• _TASK DESCRIPTION_:
Locate each line in the data below that contains the word "tree" and copy it out in full. Matching is case-sensitive.

• _RAW DATA_:
┄┄┄┄┄┄┄┄┄┄

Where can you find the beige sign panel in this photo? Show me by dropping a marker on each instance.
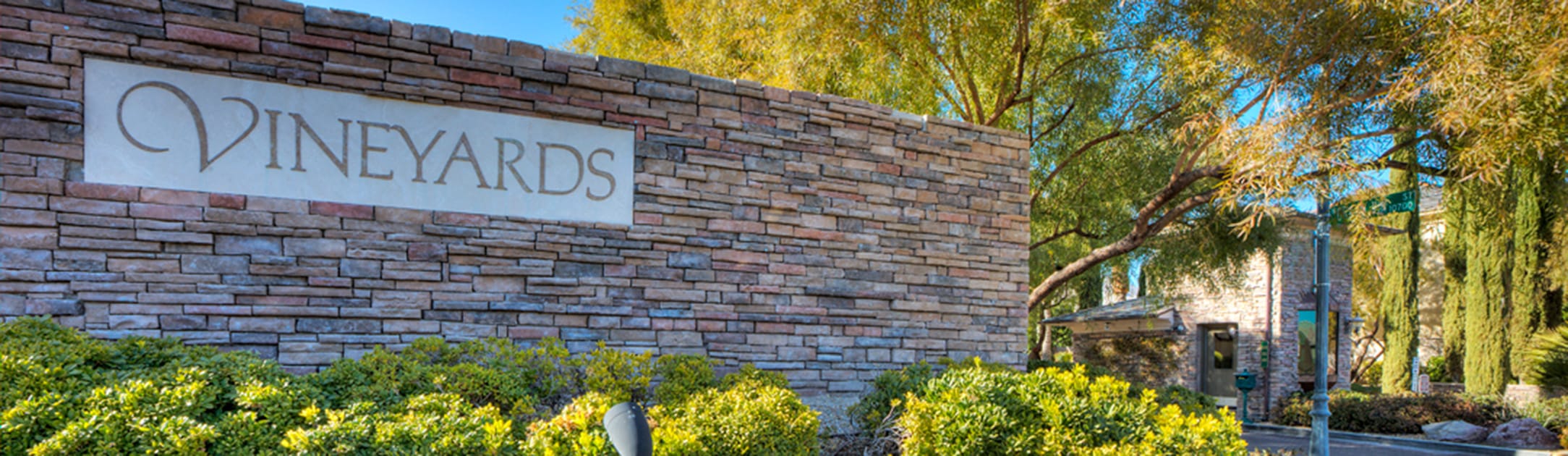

┄┄┄┄┄┄┄┄┄┄

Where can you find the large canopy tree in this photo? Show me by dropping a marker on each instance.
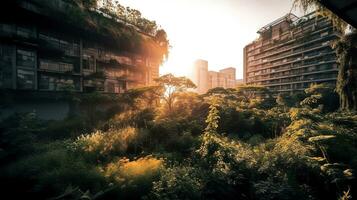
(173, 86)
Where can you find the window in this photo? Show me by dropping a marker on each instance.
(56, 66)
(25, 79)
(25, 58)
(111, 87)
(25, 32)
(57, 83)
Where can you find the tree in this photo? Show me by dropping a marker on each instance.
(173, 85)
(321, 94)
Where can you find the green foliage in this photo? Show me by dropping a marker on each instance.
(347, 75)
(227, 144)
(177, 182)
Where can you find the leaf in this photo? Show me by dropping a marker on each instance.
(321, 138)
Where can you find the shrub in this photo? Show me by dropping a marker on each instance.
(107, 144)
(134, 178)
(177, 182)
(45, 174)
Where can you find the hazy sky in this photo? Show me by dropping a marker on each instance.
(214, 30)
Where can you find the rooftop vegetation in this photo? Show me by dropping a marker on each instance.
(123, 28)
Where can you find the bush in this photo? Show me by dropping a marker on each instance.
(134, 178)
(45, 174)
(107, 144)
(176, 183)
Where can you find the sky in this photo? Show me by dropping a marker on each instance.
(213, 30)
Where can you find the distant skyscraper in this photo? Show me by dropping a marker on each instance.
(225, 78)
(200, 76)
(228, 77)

┄┄┄┄┄┄┄┄┄┄

• _OUTPUT OF THE EXERCISE_:
Where can you find the large canopy tree in this photo? Show me by dropping a marker on each instance.
Where can you find the tree in this photo? Show me by dropping a marker on each instance.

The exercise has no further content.